TEXTO DE LECTURA:
==============================

Durante los dos primeros meses del conflicto, no había una dirección clara de guerra en ninguno de los dos lados. Ni siquiera en el lado rebelde, donde los generales pactaban en función de su fuerza y sus logros. Franco, que fue muy pronto reconocido como el más eficaz, logró imponerse, ganándole por la mano a Mola la autoridad que le daba su casi impune avance sobre Madrid. Con eso y con la baza del apoyo de Hitler y Mussolini.

El general rebelde Franco fue el primero en conseguir la unidad de acción. Su decisión política de liberar el alcázar de Toledo contribuyó al retraso de la toma de Madrid, pero le aseguró la dirección indiscutible de su movimiento. El día 1 de octubre fue nombrado jefe del gobierno del Estado que se construiría cuando el golpe triunfara.

Poco después de esas fechas, el socialista Francisco Largo Caballero conseguía lo que había parecido imposible hasta el momento: construir un gobierno de Frente Popular en el que estaban representadas casi todas las fuerzas políticas y sindicales defensoras de la República. Una de las primeras, si no la primera, tareas de ese gobierno fue la de poner en marcha una nueva estructura militar que fuera capaz de defender al régimen legal. El tiempo perdido hizo a Largo y su gobierno considerar que Madrid no se podía defender, porque no había tiempo para poner en marcha con eficacia las nuevas unidades encuadradas en brigadas mixtas que se formaban en Levante y La Mancha, y esperaban la llegada del armamento proporcionado por la Unión Soviética.

Anarquistas y comunistas aceptaron, de mejor o peor grado, en el Consejo de Ministros la decisión de Largo: Madrid se quedaría con una Junta de Defensa presidida por el general Miaja, y las líneas de defensa eficaces se situarían en las orillas del Tajo.

==============================

LISTADO DE DATOS:
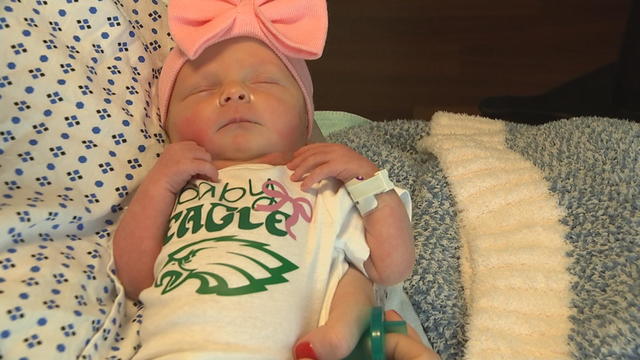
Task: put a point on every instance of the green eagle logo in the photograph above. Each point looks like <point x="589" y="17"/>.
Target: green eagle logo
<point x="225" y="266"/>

==============================

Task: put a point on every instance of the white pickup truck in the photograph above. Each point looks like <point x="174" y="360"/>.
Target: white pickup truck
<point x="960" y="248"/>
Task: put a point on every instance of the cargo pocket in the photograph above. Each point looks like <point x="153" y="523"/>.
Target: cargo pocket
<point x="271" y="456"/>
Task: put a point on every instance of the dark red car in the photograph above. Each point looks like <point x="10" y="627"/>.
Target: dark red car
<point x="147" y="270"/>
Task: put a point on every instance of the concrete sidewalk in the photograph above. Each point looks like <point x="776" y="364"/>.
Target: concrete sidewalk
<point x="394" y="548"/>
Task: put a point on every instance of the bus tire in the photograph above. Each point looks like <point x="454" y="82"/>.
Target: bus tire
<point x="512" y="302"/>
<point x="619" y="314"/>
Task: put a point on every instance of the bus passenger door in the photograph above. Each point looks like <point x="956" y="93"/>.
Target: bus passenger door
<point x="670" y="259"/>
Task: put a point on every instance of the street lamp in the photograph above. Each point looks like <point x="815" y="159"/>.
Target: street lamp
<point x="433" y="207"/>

==============================

TAREA ASIGNADA 1: Traduce al inglés esta oración del texto sobre la dirección de la guerra: «El general rebelde Franco fue el primero en conseguir la unidad de acción.»
TAREA ASIGNADA 2: Retoma el texto sobre la dirección de la guerra justo después de su última oración y escribe un párrafo que lo continúe.

RESPUESTA 1: The rebel general Franco was the first to achieve unity of action.

RESPUESTA 2:
Sin embargo, cuando la batalla de Madrid comenzó, se produjo en el seno de la República la primera desobediencia trascendente: con el apoyo de los soviéticos, los comunistas decidieron que había que defender Madrid, pese a las órdenes de Largo Caballero. La primera brigada mixta con alguna capacidad operativa, la mandada por Enrique Líster, apareció en el sur de la ciudad el día antes de que se iniciara el asalto. Las brigadas internacionales lo hicieron dos días después. Largo tuvo que tragarse el quebrantamiento de su autoridad. Los anarquistas reaccionaron moviendo sus unidades, el ejército de Cipriano Mera, que estaba en La Mancha y Guadalajara, y la columna Durruti, traída del frente de Aragón en una iniciativa en la que no participó el gobierno, para disputar la hegemonía militar a los comunistas en el frente de la capital. El general Sebastián Pozas, y su directo subordinado el coronel Segismundo Casado, al cargo de la zona central, tuvieron que soportar la humillación de ver cómo Madrid se defendía, y atenerse a las nuevas circunstancias.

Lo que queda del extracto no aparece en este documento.